The Relationship Between Marketing and Business Risk; Do One and Reduce the Other

Have you ever noticed how often the group of people who create ads, run promotions, and manage sponsorships are called the marketing department? That’s always struck me as kind of odd. I think marketing is the process of figuring out who your customer is, or can be, and why they buy your product. Advertising and promotion are the tactics you use to reach and attract those customers after you’ve reached some decisions about your customer based on your marketing.

I suppose it’s so obvious it shouldn’t have to be said, but if your advertising and promotion isn’t based on solid marketing you can spend a lot of money and damage the only real asset you have in this business- your image. We’ve all seen retailers and brands do it.
 
The thesis of this article is that good marketing reduces business risk and the perception of business risk, perhaps helping you to think in a way that facilitates recognizing new customers and markets.  It’s critical if you’re shop or brand is going to stand out in a crowded and highly competitive market.
 
The Status Quo and Its Downside  
 
 Right now, in this industry, everybody pretty much does the same advertising and promotion stuff. You all know what’s on the list of the ways we compete and I won’t bother repeating it here. I recognize that sometimes somebody’s ad is cooler than somebody else’s, or a particular team rider breaks out from the crowd for some period of time. But at the end of the day if we’re all doing the same stuff, and our products are more or less all the same, how do you, as a shop or a brand, break out from the crowd?

» **SET OF TASKS**
**a)** In the article on marketing and business risk, what does the author call the only real asset in this business?
**b)** Proceed with the article on marketing and business risk, picking up after its final sentence.

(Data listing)
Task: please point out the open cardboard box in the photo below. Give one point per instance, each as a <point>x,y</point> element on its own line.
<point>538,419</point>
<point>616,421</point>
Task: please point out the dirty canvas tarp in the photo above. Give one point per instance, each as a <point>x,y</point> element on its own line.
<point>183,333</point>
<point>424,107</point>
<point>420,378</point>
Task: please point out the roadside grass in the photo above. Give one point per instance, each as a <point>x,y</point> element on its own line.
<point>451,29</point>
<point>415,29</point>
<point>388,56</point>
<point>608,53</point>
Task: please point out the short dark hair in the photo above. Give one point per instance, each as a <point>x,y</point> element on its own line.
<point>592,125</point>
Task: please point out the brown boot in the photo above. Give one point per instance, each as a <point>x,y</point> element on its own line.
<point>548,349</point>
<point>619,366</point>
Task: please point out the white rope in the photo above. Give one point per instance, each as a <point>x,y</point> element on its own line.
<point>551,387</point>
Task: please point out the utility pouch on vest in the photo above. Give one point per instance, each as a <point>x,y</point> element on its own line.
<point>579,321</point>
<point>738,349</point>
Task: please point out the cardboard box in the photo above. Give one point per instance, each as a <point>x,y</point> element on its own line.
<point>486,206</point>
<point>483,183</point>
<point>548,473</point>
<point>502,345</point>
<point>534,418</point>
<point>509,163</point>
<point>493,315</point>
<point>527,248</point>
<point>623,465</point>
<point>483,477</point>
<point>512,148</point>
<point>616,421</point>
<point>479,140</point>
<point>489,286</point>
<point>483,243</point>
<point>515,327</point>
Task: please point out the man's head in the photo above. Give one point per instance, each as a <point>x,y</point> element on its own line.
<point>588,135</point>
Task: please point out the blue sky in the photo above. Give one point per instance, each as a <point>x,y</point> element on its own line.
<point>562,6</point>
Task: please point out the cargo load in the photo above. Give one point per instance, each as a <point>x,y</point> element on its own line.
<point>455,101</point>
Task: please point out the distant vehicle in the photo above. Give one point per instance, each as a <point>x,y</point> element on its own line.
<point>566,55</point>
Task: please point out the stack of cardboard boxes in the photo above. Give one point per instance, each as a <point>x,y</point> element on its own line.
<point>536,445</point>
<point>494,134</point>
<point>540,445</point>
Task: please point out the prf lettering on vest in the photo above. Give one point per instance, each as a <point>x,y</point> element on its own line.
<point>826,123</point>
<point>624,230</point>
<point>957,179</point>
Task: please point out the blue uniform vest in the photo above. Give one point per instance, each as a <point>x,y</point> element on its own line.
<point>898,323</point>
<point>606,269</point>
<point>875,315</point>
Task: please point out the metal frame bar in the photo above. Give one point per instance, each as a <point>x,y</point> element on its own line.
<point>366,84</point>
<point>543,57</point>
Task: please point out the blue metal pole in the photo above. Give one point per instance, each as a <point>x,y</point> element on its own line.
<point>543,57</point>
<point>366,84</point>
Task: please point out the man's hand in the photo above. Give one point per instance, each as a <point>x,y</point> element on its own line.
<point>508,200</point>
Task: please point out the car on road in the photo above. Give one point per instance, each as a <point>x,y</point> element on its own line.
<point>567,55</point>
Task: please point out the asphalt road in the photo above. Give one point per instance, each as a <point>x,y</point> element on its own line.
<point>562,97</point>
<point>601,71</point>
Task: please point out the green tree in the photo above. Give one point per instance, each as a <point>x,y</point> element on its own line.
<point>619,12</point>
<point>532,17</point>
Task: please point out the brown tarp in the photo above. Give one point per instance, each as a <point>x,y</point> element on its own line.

» **RESULTS OF THE TASKS**
**a)** Your image.

**b)**
 
Answer- you don’t. If you’re doing the same as everybody else, and your product is no better, the best you can do is to be as good as they are. The exception, of course, is that you can do more of what all the others are doing. It may not be better or different, but it has an impact. But to do more, you have to have more- dollars that is. Then it’s only the big guys who win.
 
It probably hasn’t escaped your attention that the big are getting bigger and controlling more and more of the market. I’m suggesting that’s inevitable- in any industry- if, lacking solid marketing, the only basis for doing better over the long term is to spend more on advertising and promotion and cut prices. That tendency is exacerbated by the fact that it’s the larger businesses that are most likely to really do good marketing.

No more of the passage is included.